**What you have to do:**
Please rewrite these records with every "pin" replaced by "marker" and nothing else changed. Leave the pictures out.
:: Provided records
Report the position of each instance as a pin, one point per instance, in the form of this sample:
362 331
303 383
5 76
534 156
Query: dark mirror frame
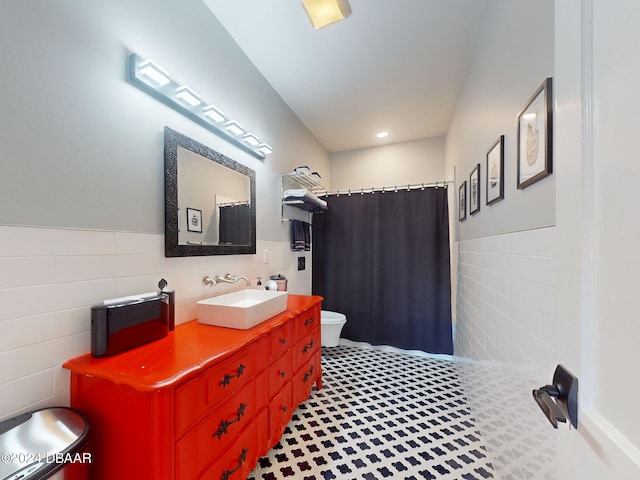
173 140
::::
**Response:**
Report the position of each instance as a marker, one point per instance, in the form of this sample:
362 331
303 383
5 76
534 156
Query: dark mirror frame
173 140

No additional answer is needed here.